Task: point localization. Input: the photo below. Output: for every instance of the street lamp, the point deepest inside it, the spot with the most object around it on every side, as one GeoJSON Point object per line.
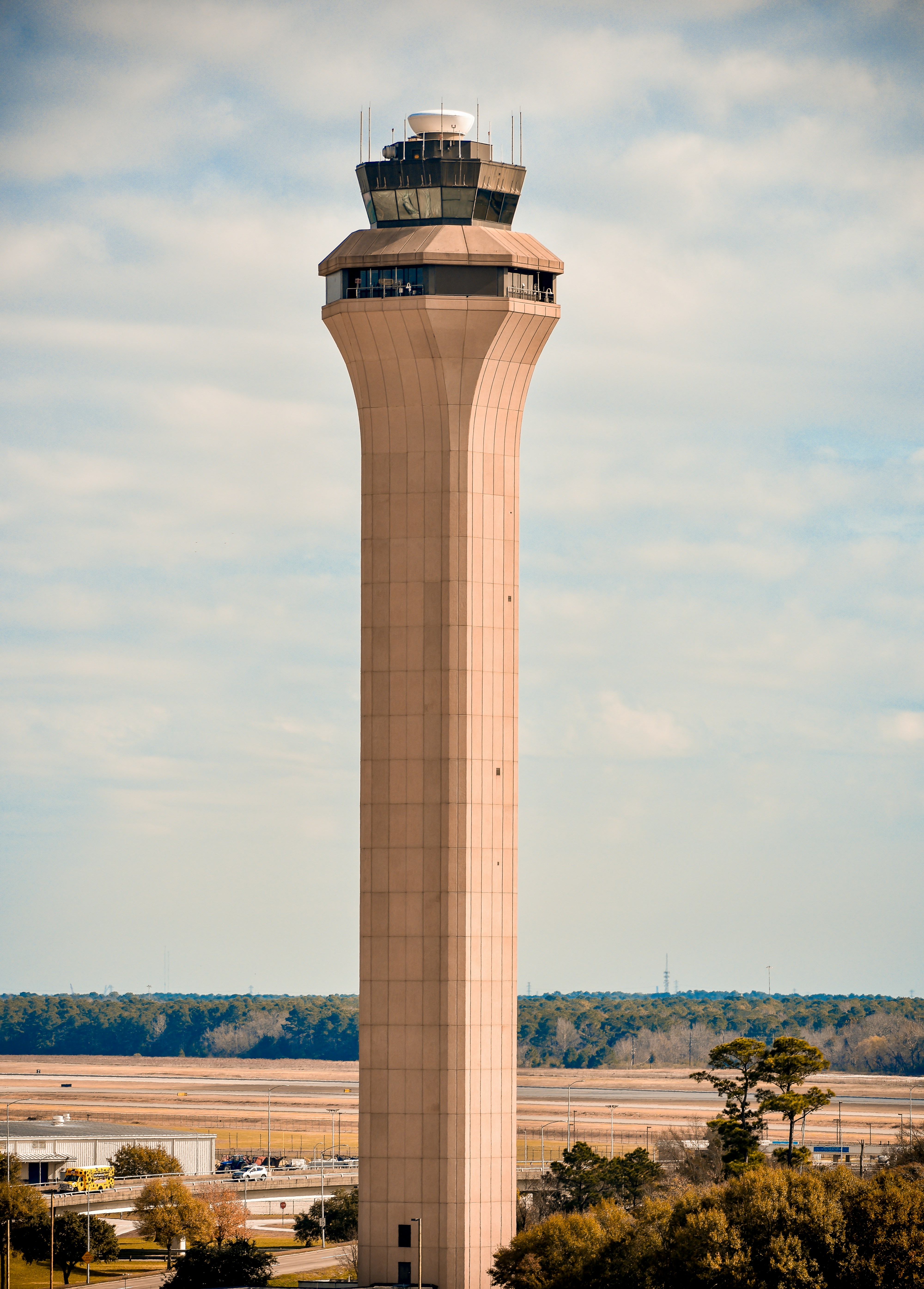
{"type": "Point", "coordinates": [421, 1251]}
{"type": "Point", "coordinates": [324, 1220]}
{"type": "Point", "coordinates": [615, 1106]}
{"type": "Point", "coordinates": [570, 1087]}
{"type": "Point", "coordinates": [542, 1132]}
{"type": "Point", "coordinates": [270, 1092]}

TASK STATEMENT
Your answer should be an exact copy of the entries above, with no images included.

ANSWER FOR THIS EXERCISE
Task: point localization. Input: the photo below. Output: for every instance of the street lamp, the point deepest inside it, the spot with the most object around it on every side, as one GeoJSON Point object per line.
{"type": "Point", "coordinates": [421, 1251]}
{"type": "Point", "coordinates": [324, 1220]}
{"type": "Point", "coordinates": [615, 1106]}
{"type": "Point", "coordinates": [570, 1087]}
{"type": "Point", "coordinates": [542, 1132]}
{"type": "Point", "coordinates": [270, 1092]}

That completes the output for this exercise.